(Task instructions)
[1] Which signal categories does the site-analyser page below list under its "Signals" heading? Name every one.
[2] Answer these from the site-analyser page below, one a line:
(a) What is the default value of `max_pages` for the crawler?
(b) Which library provides the HTML parse-error count?
(c) Under what license is the tool released?

(Source passage)
###

Like `git-analyser`, the API takes a **JSON body** (not a multipart upload) — exactly one of
`url` or `path` must be set.

## Signals

Per page and rolled up across the site:

- **Crawl** — internal-link discovery, page count, **broken links** (internal HEAD checks).
- **Structure** — semantic HTML (`<header>`/`<nav>`/`<main>`/`<footer>`), heading hierarchy
  (missing `<h1>`, skipped levels, depth).
- **Accessibility (WCAG heuristics)** — alt-text coverage, form-label coverage, `lang` on `<html>`,
  ARIA usage, skip-link, image count, doc-language coverage.
- **SEO** — `<title>`, meta description, viewport, canonical, OpenGraph coverage.
- **Tech** — framework detection (Bootstrap, Tailwind, Bulma, Materialize, React, Vue, Angular,
  jQuery, Svelte), CDN-link detection, inline `style=` / `<style>` / `<script>` / `on*=` counts.
- **Validity** — HTML parse-error count (html5lib); deep W3C via `vnu` if present.
- **Perf** — page weight (bytes), HTTP status (URL mode); real Lighthouse scores if present.
- **External tools (when on `PATH`)** — Lighthouse categories (perf/a11y/SEO/best-practices),
  `vnu` HTML/CSS error/warning counts. Absence is reported (not an error).

## The family

Part of the [lens analyser family](https://github.com/michael-borck/lens-analysers).

| What you want | Use |
|---|---|
| Source-file metrics on `.html`/`.css`/`.js` | **code-analyser** |
| The rendered/deployed site (URL or build dir) | **site-analyser** (this) |
| Source-history process signals | **git-analyser** |
| Any file → right engine | **auto-analyser** |

## Limits

- Pure-Python a11y/perf signals are heuristics — Lighthouse remains the gold standard for the
  full picture. Install it (`npx lighthouse --version` works) for the deep numbers.
- The crawler follows same-origin links only, up to `max_pages` (default 10).
- Broken-link checking does internal HEAD requests; external links are not fetched by default.
- v1 doesn't handle JS-rendered content — pages are parsed from the raw HTML response.

## License

MIT

###

(Provided material)

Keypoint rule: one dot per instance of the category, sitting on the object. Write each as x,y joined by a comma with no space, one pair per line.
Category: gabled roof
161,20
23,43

###

(Solutions to each task)
[1] Crawl, Structure, Accessibility (WCAG heuristics), SEO, Tech, Validity, Perf, External tools (when on `PATH`)

[2]
(a) 10
(b) html5lib
(c) MIT